▸ **TEXTE DE LECTURE**
┄┄┄┄┄┄

Qui, en sillonnant nos belles routes de Provence, ne l’a jamais aperçu ? Au détour d’une pinède, d’un sentier de randonnée, d’un quartier résidentiel (allez vers la Grotte Rolland, la Barasse ou encore la Treille), d’un parc public (songez à la Campagne Pastré !) ou d’un visionnage du Château de ma mère de Pagnol, on le voit qui serpente silencieusement, traverse et quadrille la ville, en y acheminant notre bien commun le plus précieux (ou presque) : il s’agit bien sûr du canal de Marseille. 

L’histoire n’est pas si anecdotique qu’on pourrait le croire : c’est, en effet, au canal de Marseille que l’on doit la modernisation de l’infrastructure hydraulique de la ville et son approvisionnement en eau potable (qui, paraît-il, est l’une des meilleures de France). Des raisons suffisantes pour vous embarquer à bord d’une croisière sur le canal le plus emblématique de la cité phocéenne.

┄┄┄┄┄┄

▸ **DONNÉES FOURNIES**
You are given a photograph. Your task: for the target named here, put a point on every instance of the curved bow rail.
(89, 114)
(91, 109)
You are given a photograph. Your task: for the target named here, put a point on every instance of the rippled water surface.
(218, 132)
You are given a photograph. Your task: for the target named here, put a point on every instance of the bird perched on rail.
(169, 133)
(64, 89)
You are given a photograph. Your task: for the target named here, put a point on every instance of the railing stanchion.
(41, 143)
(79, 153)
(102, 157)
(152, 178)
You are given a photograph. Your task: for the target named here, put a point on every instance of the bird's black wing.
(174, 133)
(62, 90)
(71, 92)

┄┄┄┄┄┄

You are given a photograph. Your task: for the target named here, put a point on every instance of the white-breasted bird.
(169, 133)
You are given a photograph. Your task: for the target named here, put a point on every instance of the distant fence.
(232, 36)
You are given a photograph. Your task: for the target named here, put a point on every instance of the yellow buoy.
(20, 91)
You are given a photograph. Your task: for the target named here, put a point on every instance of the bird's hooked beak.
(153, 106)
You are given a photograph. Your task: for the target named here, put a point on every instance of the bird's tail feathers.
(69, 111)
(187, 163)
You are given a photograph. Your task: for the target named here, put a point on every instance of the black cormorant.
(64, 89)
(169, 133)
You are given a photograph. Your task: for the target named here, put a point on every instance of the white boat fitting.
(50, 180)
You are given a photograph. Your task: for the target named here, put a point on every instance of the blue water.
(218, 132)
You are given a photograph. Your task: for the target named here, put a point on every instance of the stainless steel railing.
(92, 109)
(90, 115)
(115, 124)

┄┄┄┄┄┄

Poursuivez le texte sur le canal de Marseille en reprenant juste après sa dernière phrase.

L’eau potable à Marseille : une denrée rare 

Enclavée entre mer et montagne, Marseille a jadis souffert de son manque d’accès à une eau potable, susceptible d’être consommée par ses habitants. Durant l’Antiquité et le Moyen Âge, le système d’acheminement de l’eau est des plus rudimentaires : construction de puits pour capter les nappes phréatiques, installation de citernes, construction d’aqueducs et de bassins d’eau douce pour capter l’eau pure des alentours… Ces solutions se révélèrent rapidement insuffisantes face à l’essor urbain de la ville : enclavée, densément peuplée, endurant un climat chaud et sec, Marseille ne dispose que de peu de ressources en eau douce. Ainsi, l’Huveaune, qui puise sa source dans le massif de l’Étoile et de la Sainte-Baume, et son affluent, le fameux Jarret (davantage connu comme un grand axe routier de Marseille que comme une rivière), ne suffisent plus à assurer l’approvisionnement en eau potable d’une ville qui se densifie et s’agrandit dès le xviie siècle. Si l’Huveaune permettait de fournir aux Marseillais 75 litres d’eau par personne et par jour en moyenne (la consommation moyenne actuelle est de 150 litres), tant sa qualité que sa pérennité faisaient défaut. Polluée, l’Huveaune a également souffert, en 1834, de la sécheresse qui réduisit la part d’eau potable consommable à la portion congrue d’un litre par personne et par jour, sans parler de l’épidémie de choléra qui s’ensuivit.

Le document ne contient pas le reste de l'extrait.